[Image point grounding data]
------------------------
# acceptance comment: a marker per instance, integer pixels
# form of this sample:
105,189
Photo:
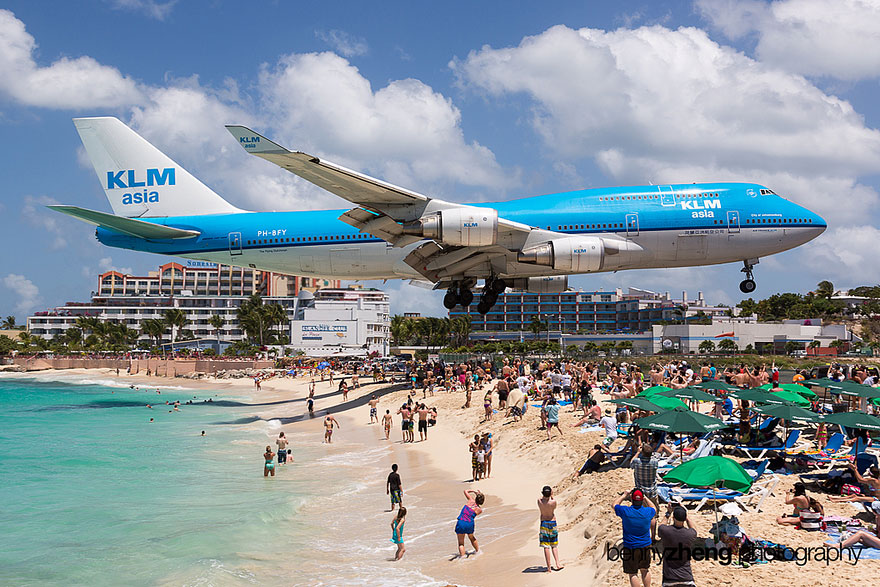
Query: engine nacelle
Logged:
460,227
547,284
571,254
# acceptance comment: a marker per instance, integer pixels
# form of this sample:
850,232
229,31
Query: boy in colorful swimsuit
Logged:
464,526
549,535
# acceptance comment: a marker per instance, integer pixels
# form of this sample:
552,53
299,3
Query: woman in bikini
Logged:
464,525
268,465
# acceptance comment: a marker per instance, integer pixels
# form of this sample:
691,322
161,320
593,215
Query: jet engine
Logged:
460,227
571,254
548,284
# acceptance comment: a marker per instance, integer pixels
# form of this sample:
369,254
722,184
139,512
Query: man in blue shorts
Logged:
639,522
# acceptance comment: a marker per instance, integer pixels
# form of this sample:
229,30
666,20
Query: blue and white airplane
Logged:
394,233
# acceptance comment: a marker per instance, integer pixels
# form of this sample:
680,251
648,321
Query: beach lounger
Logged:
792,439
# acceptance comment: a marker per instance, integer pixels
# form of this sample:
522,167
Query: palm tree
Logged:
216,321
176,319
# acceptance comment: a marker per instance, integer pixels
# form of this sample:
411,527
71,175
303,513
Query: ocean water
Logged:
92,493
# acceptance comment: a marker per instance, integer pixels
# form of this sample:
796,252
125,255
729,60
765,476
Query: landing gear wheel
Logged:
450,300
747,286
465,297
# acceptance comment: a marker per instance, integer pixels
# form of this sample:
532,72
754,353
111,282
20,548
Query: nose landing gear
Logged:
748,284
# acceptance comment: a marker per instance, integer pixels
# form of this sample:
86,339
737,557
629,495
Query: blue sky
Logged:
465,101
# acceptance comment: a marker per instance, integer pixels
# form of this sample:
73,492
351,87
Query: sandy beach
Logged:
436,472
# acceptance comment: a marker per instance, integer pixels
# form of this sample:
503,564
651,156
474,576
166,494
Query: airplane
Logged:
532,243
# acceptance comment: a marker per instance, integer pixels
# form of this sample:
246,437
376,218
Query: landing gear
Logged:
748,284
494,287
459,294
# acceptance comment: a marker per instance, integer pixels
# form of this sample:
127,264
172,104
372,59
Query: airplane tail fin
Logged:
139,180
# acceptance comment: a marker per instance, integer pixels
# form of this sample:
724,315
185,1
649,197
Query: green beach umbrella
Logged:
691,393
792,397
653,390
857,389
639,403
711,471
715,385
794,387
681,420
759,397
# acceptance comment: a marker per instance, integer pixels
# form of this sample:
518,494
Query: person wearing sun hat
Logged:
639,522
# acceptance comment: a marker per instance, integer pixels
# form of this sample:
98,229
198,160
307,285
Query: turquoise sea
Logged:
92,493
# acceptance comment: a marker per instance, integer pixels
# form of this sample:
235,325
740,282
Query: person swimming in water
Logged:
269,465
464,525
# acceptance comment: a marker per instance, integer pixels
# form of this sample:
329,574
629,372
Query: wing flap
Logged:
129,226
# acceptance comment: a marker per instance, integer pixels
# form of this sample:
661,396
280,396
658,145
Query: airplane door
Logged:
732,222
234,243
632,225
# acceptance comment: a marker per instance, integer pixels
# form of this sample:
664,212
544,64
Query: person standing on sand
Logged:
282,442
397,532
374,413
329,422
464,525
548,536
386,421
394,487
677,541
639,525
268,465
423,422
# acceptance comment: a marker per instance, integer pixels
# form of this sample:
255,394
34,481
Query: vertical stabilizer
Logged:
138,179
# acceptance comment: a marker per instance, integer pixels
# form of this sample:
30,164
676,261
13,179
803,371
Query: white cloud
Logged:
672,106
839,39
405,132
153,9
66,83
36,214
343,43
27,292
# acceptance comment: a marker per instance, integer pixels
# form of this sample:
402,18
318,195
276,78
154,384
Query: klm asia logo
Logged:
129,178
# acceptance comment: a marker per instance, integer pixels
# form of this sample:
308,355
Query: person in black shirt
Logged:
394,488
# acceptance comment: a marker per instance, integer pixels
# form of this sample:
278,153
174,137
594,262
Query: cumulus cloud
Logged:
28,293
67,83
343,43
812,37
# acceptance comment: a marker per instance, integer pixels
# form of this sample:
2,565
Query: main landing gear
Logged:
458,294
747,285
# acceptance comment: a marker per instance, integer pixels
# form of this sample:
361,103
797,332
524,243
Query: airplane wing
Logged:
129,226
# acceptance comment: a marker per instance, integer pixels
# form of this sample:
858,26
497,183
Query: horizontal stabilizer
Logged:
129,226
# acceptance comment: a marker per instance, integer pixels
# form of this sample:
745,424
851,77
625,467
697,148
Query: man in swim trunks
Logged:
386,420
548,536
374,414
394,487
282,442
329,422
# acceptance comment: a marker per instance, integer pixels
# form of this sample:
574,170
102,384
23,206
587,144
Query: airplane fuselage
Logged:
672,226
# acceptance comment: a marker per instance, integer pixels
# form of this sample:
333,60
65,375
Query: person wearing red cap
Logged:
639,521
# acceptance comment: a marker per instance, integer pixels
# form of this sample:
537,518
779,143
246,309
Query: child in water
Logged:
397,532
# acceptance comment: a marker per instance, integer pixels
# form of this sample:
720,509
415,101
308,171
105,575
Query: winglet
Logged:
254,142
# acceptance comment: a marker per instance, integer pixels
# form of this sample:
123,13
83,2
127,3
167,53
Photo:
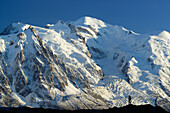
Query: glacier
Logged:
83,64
------------------------
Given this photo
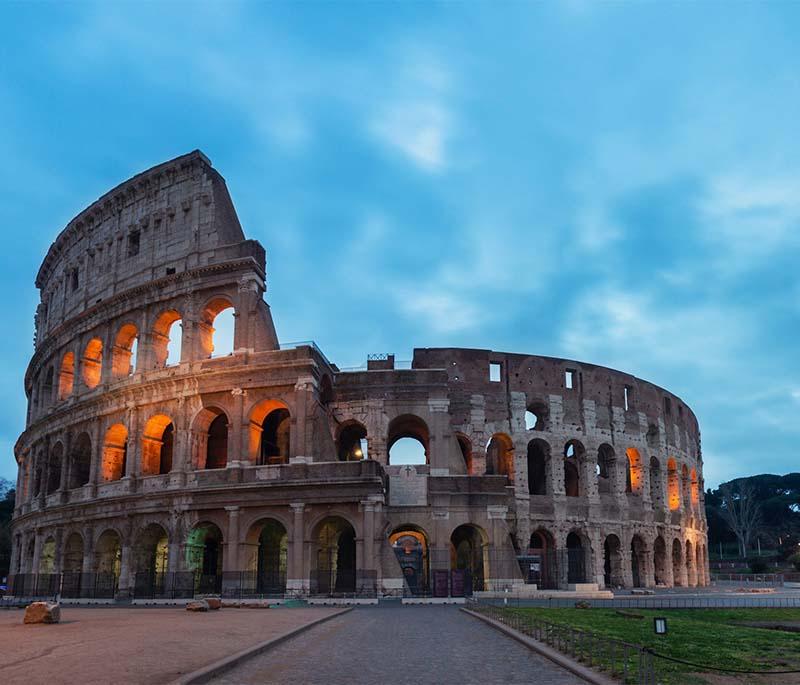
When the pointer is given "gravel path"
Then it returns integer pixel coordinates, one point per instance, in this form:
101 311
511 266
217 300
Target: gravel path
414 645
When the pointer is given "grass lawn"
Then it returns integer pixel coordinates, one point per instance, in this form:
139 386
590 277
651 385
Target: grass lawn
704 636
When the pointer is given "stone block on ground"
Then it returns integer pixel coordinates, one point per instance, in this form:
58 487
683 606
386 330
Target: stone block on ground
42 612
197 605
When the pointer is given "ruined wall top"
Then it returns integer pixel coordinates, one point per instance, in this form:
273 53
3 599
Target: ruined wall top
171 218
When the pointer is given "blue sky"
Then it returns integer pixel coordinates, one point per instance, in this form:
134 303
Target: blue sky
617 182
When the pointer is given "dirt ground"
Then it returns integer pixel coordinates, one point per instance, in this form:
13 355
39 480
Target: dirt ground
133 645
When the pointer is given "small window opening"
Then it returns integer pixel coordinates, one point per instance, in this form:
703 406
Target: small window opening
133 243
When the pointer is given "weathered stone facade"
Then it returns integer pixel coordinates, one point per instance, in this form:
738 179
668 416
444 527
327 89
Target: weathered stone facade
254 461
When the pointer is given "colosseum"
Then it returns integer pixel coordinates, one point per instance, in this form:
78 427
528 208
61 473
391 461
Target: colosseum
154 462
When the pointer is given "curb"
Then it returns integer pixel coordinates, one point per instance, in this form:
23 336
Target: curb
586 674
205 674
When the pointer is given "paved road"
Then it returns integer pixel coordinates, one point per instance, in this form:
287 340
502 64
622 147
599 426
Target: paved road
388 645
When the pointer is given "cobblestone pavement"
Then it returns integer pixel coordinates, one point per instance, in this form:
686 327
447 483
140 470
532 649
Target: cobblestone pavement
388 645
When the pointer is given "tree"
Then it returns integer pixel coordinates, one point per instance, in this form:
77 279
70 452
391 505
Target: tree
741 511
------------------------
[Your objective]:
Every line of the records above where the string "landing" is found should be copied.

[Answer to the exercise]:
Query: landing gear wheel
Query: nose landing gear
Query: landing gear
Query: main landing gear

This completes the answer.